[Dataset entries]
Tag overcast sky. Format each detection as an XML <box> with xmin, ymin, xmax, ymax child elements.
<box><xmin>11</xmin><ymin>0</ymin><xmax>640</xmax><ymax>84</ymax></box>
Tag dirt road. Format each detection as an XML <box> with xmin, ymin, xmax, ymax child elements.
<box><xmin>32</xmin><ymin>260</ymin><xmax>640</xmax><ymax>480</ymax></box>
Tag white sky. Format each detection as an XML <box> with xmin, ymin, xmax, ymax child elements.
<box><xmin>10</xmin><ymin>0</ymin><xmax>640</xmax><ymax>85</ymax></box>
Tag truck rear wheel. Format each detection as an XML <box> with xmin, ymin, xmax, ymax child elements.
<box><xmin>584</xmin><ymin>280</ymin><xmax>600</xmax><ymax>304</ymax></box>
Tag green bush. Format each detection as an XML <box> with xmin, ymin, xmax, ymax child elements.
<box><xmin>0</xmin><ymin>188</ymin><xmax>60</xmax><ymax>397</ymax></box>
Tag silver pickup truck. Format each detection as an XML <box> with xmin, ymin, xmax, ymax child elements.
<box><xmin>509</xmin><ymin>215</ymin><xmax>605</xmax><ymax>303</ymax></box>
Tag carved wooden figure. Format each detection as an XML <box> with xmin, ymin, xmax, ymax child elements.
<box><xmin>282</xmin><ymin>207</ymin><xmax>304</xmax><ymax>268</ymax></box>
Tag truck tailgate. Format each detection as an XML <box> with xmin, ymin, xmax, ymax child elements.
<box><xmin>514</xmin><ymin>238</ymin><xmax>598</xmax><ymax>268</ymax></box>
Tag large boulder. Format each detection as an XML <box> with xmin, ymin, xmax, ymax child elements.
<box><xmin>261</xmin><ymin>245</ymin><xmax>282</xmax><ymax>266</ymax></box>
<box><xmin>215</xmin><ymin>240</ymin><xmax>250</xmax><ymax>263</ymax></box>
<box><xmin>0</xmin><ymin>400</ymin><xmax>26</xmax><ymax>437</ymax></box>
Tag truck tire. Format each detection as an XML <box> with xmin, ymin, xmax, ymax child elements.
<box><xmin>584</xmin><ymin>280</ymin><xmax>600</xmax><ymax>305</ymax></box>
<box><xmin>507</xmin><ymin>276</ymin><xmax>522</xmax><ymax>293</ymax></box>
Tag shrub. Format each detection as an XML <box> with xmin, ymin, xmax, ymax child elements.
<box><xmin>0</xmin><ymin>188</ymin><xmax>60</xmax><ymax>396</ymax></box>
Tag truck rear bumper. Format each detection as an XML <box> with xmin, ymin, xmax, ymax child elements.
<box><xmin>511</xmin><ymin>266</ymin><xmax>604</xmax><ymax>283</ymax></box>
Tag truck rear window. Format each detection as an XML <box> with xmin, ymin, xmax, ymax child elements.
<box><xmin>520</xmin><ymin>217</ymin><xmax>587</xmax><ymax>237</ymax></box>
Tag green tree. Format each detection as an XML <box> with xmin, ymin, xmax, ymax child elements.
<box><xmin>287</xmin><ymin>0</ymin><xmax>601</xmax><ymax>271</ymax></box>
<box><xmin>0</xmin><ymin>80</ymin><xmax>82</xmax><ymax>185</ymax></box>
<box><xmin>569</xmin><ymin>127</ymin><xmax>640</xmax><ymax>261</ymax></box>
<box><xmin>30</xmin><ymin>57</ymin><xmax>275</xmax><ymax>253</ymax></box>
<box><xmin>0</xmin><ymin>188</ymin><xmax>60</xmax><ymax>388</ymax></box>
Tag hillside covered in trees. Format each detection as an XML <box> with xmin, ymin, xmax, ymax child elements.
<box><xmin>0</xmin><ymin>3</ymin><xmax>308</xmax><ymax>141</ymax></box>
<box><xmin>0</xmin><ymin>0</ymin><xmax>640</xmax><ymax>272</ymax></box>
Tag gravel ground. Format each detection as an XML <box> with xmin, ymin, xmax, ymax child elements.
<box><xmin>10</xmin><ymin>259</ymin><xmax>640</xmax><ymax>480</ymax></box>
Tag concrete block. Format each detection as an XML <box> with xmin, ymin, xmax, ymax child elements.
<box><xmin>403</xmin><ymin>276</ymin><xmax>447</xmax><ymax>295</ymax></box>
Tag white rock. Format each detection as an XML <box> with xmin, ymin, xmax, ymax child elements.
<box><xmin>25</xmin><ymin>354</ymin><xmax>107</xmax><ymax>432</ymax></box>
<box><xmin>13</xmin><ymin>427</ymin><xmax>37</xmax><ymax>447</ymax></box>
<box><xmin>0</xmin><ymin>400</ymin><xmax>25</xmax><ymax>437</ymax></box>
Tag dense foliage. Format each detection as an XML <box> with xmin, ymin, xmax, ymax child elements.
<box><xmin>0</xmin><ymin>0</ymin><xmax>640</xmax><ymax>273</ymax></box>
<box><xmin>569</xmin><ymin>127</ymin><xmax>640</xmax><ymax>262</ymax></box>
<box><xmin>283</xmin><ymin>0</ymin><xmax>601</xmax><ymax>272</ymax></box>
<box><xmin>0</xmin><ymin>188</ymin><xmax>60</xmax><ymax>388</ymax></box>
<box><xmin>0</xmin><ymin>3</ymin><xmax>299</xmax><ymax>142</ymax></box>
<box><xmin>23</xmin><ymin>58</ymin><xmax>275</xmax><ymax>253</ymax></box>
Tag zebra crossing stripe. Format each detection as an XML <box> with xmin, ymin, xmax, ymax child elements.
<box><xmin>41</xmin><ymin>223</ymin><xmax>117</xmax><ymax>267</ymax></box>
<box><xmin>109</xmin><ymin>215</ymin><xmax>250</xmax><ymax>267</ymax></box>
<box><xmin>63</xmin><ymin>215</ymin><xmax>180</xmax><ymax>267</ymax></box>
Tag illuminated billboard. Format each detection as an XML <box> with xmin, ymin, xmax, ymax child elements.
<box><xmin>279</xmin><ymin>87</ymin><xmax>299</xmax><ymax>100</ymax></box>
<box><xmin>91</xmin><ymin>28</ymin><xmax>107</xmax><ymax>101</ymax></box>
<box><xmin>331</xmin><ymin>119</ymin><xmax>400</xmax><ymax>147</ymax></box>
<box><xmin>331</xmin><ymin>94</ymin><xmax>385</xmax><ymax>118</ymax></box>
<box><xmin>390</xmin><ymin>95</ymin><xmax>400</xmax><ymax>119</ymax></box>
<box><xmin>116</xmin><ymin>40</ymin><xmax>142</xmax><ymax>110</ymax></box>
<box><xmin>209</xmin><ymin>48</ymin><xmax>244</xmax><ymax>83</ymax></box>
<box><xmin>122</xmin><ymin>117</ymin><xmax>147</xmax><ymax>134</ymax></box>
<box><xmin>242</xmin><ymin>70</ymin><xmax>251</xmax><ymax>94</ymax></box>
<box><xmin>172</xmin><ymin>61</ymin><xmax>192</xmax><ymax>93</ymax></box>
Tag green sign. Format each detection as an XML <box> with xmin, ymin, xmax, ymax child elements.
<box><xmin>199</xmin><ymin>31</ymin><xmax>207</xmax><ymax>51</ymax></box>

EXERCISE.
Please lay out these rows as a JSON list of strings, with each line as its own string and blank lines left out.

RESULT OF THIS EXERCISE.
[
  "Tag overcast sky. Format each detection as an XML <box> with xmin, ymin, xmax, ymax child elements.",
  "<box><xmin>11</xmin><ymin>0</ymin><xmax>640</xmax><ymax>84</ymax></box>",
  "Tag dirt road. Format each detection as an XML <box> with xmin, ymin, xmax, ymax child elements.",
  "<box><xmin>32</xmin><ymin>260</ymin><xmax>640</xmax><ymax>480</ymax></box>",
  "Tag white sky. Format each detection as an XML <box> with xmin, ymin, xmax, ymax child elements.",
  "<box><xmin>10</xmin><ymin>0</ymin><xmax>640</xmax><ymax>85</ymax></box>",
  "Tag truck rear wheel. Format each detection as an XML <box> with xmin, ymin, xmax, ymax child elements.",
  "<box><xmin>584</xmin><ymin>280</ymin><xmax>600</xmax><ymax>304</ymax></box>",
  "Tag green bush. Format each detection as an XML <box> with xmin, ymin, xmax, ymax child elements.",
  "<box><xmin>0</xmin><ymin>188</ymin><xmax>60</xmax><ymax>397</ymax></box>",
  "Tag silver pickup truck. Format each detection as an XML <box> with xmin, ymin, xmax, ymax child elements.",
  "<box><xmin>509</xmin><ymin>215</ymin><xmax>605</xmax><ymax>303</ymax></box>",
  "Tag carved wooden figure. Format each detection as an XML <box> with xmin, ymin, xmax, ymax child elements.",
  "<box><xmin>282</xmin><ymin>207</ymin><xmax>304</xmax><ymax>268</ymax></box>",
  "Tag truck tailgate. Format each detection as an XML <box> with xmin, ymin, xmax, ymax child elements.",
  "<box><xmin>514</xmin><ymin>238</ymin><xmax>598</xmax><ymax>268</ymax></box>",
  "Tag large boulder. Format each detection as an XML <box> with xmin, ymin, xmax, ymax child elements.",
  "<box><xmin>261</xmin><ymin>245</ymin><xmax>282</xmax><ymax>266</ymax></box>",
  "<box><xmin>215</xmin><ymin>240</ymin><xmax>250</xmax><ymax>263</ymax></box>",
  "<box><xmin>0</xmin><ymin>400</ymin><xmax>26</xmax><ymax>437</ymax></box>",
  "Tag truck tire. Format each detection as an XML <box> with xmin, ymin, xmax, ymax child elements.",
  "<box><xmin>584</xmin><ymin>280</ymin><xmax>600</xmax><ymax>305</ymax></box>",
  "<box><xmin>507</xmin><ymin>276</ymin><xmax>522</xmax><ymax>293</ymax></box>",
  "Tag shrub. Format each detection as an XML <box> with xmin, ymin, xmax, ymax child elements.",
  "<box><xmin>0</xmin><ymin>188</ymin><xmax>60</xmax><ymax>396</ymax></box>",
  "Tag truck rear bumper. Format each detection as an XML <box> with xmin, ymin, xmax, ymax child elements.",
  "<box><xmin>511</xmin><ymin>266</ymin><xmax>604</xmax><ymax>283</ymax></box>",
  "Tag truck rear window. Format each detection as an XML <box> with xmin, ymin, xmax, ymax child elements.",
  "<box><xmin>520</xmin><ymin>217</ymin><xmax>587</xmax><ymax>237</ymax></box>",
  "Tag green tree. Format each detection as an XML <box> with xmin, ymin, xmax, ymax child elements.",
  "<box><xmin>287</xmin><ymin>0</ymin><xmax>601</xmax><ymax>271</ymax></box>",
  "<box><xmin>0</xmin><ymin>80</ymin><xmax>82</xmax><ymax>185</ymax></box>",
  "<box><xmin>569</xmin><ymin>127</ymin><xmax>640</xmax><ymax>261</ymax></box>",
  "<box><xmin>30</xmin><ymin>57</ymin><xmax>275</xmax><ymax>253</ymax></box>",
  "<box><xmin>0</xmin><ymin>188</ymin><xmax>60</xmax><ymax>388</ymax></box>",
  "Tag hillside covered in trees. Format each detection as an XML <box> with xmin, ymin, xmax, ymax child elements.",
  "<box><xmin>0</xmin><ymin>3</ymin><xmax>308</xmax><ymax>141</ymax></box>",
  "<box><xmin>0</xmin><ymin>0</ymin><xmax>640</xmax><ymax>272</ymax></box>",
  "Tag gravel ground. Format each detection as an XML <box> with xmin, ymin, xmax, ymax child elements.",
  "<box><xmin>10</xmin><ymin>259</ymin><xmax>640</xmax><ymax>480</ymax></box>",
  "Tag concrete block. Format each detection as an XML <box> with xmin, ymin, xmax, ymax child elements.",
  "<box><xmin>403</xmin><ymin>276</ymin><xmax>447</xmax><ymax>295</ymax></box>",
  "Tag white rock. Format each detection as an XML <box> with xmin, ymin, xmax, ymax child elements.",
  "<box><xmin>25</xmin><ymin>354</ymin><xmax>107</xmax><ymax>432</ymax></box>",
  "<box><xmin>13</xmin><ymin>427</ymin><xmax>37</xmax><ymax>447</ymax></box>",
  "<box><xmin>0</xmin><ymin>400</ymin><xmax>25</xmax><ymax>437</ymax></box>",
  "Tag dense foliage. Format each detection as an XML <box> with xmin, ymin, xmax, ymax child elements.",
  "<box><xmin>0</xmin><ymin>0</ymin><xmax>640</xmax><ymax>273</ymax></box>",
  "<box><xmin>569</xmin><ymin>127</ymin><xmax>640</xmax><ymax>262</ymax></box>",
  "<box><xmin>283</xmin><ymin>0</ymin><xmax>601</xmax><ymax>272</ymax></box>",
  "<box><xmin>0</xmin><ymin>188</ymin><xmax>60</xmax><ymax>388</ymax></box>",
  "<box><xmin>0</xmin><ymin>3</ymin><xmax>299</xmax><ymax>142</ymax></box>",
  "<box><xmin>23</xmin><ymin>58</ymin><xmax>275</xmax><ymax>253</ymax></box>",
  "Tag zebra crossing stripe. Format each detection as an XML <box> with xmin, ymin, xmax, ymax child elements.",
  "<box><xmin>41</xmin><ymin>223</ymin><xmax>117</xmax><ymax>267</ymax></box>",
  "<box><xmin>109</xmin><ymin>215</ymin><xmax>250</xmax><ymax>267</ymax></box>",
  "<box><xmin>63</xmin><ymin>215</ymin><xmax>180</xmax><ymax>267</ymax></box>",
  "Tag illuminated billboard. Format each detection as an XML <box> with xmin, ymin, xmax, ymax child elements.",
  "<box><xmin>279</xmin><ymin>87</ymin><xmax>299</xmax><ymax>100</ymax></box>",
  "<box><xmin>91</xmin><ymin>28</ymin><xmax>107</xmax><ymax>101</ymax></box>",
  "<box><xmin>331</xmin><ymin>119</ymin><xmax>400</xmax><ymax>147</ymax></box>",
  "<box><xmin>331</xmin><ymin>94</ymin><xmax>385</xmax><ymax>118</ymax></box>",
  "<box><xmin>390</xmin><ymin>95</ymin><xmax>400</xmax><ymax>119</ymax></box>",
  "<box><xmin>116</xmin><ymin>40</ymin><xmax>142</xmax><ymax>110</ymax></box>",
  "<box><xmin>209</xmin><ymin>48</ymin><xmax>244</xmax><ymax>83</ymax></box>",
  "<box><xmin>122</xmin><ymin>117</ymin><xmax>147</xmax><ymax>134</ymax></box>",
  "<box><xmin>242</xmin><ymin>70</ymin><xmax>251</xmax><ymax>94</ymax></box>",
  "<box><xmin>172</xmin><ymin>61</ymin><xmax>192</xmax><ymax>93</ymax></box>",
  "Tag green sign. Format each detection as an XML <box> with xmin, ymin, xmax, ymax child elements.",
  "<box><xmin>199</xmin><ymin>31</ymin><xmax>207</xmax><ymax>51</ymax></box>"
]